- [EXTRACT TO READ]:
|---|

It’s easy to forget that place names—just like surnames, first names, months of the year, and all other proper nouns—are still only words, and as such have their own histories and etymologies. We’ve mentioned quite a few of these before on the @HaggardHawks Twitter feed, from “the wooden temple” in central Asia to the original “white house” in north Africa, to America’s “place of the wild onion” and “the best place to grow potatoes”.

Unfortunately, because place names tend to be particularly ancient, their precise origins and meanings are often very tricky to pin down. Shortfalls and inconsistencies in what little historical evidence is available mean there’s often just as much conjecture and guesswork involved as there is hard fact, and even then some names defy all attempts to explain them. 

For instance, despite being one of the most famous cities in the world, no one really knows what “London” means. Instead, theories range from the relatively sensible—perhaps a long-forgotten Welsh word, meaning something like “river-fort” (llyn-din), or “pool on the river” (llyn-dain)—to the downright bizarre, with one idea even suggesting some kind of reference to Luna, the Roman goddess of the Moon. (Shameless plus: there’s more on that in the new book…)

We tweeted another bizarre place name origin a few weeks ago:
And, well, we thought it might need a bit more explaining.

So. The earliest written record of “Britain” that we know about comes from an Ancient Greek explorer and adventurer named Pytheas of Massalia. Sometime around 325BC, Pytheas circumnavigated and explored the entire British Isles, probably becoming the first person in history to do so. He also travelled high enough into northern Europe to describe the Midnight Sun (probably becoming the first person to do so); crossed the Arctic Circle and spotted the outer fringes of the great northern icecap (probably becoming the first person to do so); and was the first explorer from Mediterranean Europe to reach the Baltic Sea by boat. He was, it’s fair to say, a bit of a dude.

Pytheas’s accounts of his journeys were among the most celebrated geographical texts in antiquity, but unfortunately all of his original writings have long since been lost. Everything we know about his travels now comes from the smattering of quotes, extracts, and discussions that later writers and historians—including the great Roman naturalist Pliny the Elder, who keeps cropping up on here—included in their work. But what has survived is Pytheas’s early use of the word “Britain”, which he recorded more than 2,300 years ago as “Bretannike.

|---|

- [SUPPLIED DATA]:
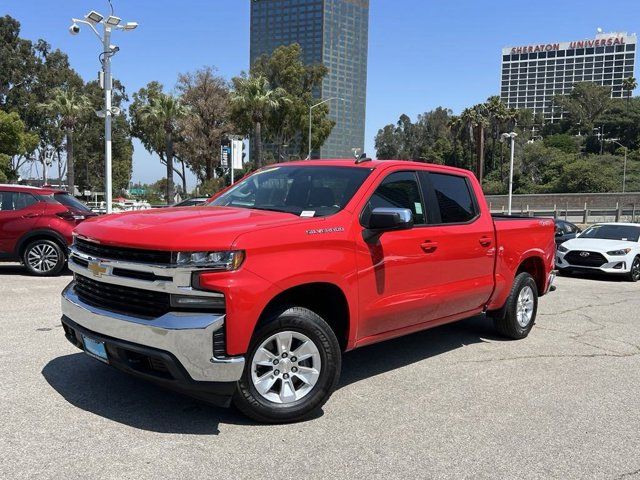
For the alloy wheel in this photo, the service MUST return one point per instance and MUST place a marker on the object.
(524, 307)
(285, 367)
(42, 257)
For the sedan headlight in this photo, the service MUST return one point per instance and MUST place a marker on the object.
(623, 251)
(225, 260)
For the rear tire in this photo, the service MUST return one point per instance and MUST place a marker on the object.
(44, 258)
(634, 273)
(277, 386)
(517, 317)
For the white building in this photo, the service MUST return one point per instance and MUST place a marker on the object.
(533, 74)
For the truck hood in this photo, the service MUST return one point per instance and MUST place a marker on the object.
(180, 229)
(598, 244)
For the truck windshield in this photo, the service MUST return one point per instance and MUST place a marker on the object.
(317, 191)
(627, 233)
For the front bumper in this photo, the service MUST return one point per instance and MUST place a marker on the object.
(613, 265)
(183, 341)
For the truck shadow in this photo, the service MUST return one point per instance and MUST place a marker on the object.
(109, 393)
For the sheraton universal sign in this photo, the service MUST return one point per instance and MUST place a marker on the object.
(548, 47)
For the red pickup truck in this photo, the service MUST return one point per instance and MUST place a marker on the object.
(255, 296)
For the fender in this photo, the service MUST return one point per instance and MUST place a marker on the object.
(41, 232)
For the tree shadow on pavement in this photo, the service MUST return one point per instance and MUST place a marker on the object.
(105, 391)
(97, 388)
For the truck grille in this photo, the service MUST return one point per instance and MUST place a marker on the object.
(156, 257)
(128, 300)
(593, 259)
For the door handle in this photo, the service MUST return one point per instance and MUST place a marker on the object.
(485, 241)
(429, 247)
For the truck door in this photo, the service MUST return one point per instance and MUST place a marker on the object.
(395, 278)
(464, 234)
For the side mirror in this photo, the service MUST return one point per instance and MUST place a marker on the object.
(388, 219)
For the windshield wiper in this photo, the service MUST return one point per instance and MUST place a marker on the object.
(272, 209)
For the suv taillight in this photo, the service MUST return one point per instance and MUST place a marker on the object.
(70, 216)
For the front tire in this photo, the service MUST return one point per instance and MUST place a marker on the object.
(634, 273)
(517, 317)
(293, 366)
(43, 258)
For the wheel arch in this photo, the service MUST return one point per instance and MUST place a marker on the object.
(534, 266)
(40, 234)
(326, 299)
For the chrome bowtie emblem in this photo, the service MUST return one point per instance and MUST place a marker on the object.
(97, 269)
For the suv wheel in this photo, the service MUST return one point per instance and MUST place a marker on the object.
(292, 368)
(634, 273)
(517, 317)
(43, 258)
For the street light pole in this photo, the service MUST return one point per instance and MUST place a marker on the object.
(624, 167)
(92, 19)
(310, 111)
(511, 136)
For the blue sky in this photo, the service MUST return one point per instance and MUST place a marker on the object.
(422, 53)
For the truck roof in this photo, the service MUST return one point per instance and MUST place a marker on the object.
(29, 189)
(350, 162)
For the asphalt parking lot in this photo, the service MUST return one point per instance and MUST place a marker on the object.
(452, 402)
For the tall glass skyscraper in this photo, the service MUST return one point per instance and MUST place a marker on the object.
(332, 32)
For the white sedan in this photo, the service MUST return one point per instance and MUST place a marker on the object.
(605, 247)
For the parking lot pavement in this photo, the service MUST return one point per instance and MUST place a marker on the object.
(452, 402)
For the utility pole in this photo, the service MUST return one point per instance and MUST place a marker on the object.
(310, 111)
(92, 19)
(512, 136)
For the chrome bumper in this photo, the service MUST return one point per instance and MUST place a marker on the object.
(188, 336)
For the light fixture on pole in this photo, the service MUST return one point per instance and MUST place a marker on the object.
(504, 137)
(310, 111)
(93, 19)
(624, 168)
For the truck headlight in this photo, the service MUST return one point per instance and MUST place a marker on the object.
(225, 260)
(623, 251)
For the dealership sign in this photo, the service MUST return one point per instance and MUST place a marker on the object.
(548, 47)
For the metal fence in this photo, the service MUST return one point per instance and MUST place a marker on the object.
(586, 215)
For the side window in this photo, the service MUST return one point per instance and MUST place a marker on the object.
(455, 201)
(16, 200)
(399, 190)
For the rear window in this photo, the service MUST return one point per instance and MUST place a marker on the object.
(455, 202)
(627, 233)
(16, 200)
(71, 202)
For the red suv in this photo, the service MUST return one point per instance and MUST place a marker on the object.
(36, 225)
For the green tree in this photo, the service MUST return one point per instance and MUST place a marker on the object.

|---|

- [REQUESTS]:
• a. Answer these from the place-names text:
(i) Which Welsh word, meaning "river-fort," is one suggested source of "London"?
(ii) Around what year did Pytheas circumnavigate the British Isles?
(iii) Which Roman naturalist is named among the later writers whose work preserves Pytheas's accounts?
• b. In the place-names text, turn the paragraph starting "So. The earliest written record" into a short list that keeps its main facts.
The rows are separate material and have nothing to do with the place-names text.

- [ANSWERS PROVIDED]:
• a.
(i) Llyn-din
(ii) Around 325BC
(iii) Pliny the Elder

• b.
- The earliest known written record of "Britain" comes from Pytheas of Massalia, an Ancient Greek explorer and adventurer.
- Around 325BC he circumnavigated and explored the entire British Isles, probably the first person to do so.
- He traveled far enough into northern Europe to describe the Midnight Sun, probably the first to do so.
- He crossed the Arctic Circle and saw the outer fringes of the great northern icecap, probably the first to do so.
- He was the first explorer from Mediterranean Europe to reach the Baltic Sea by boat.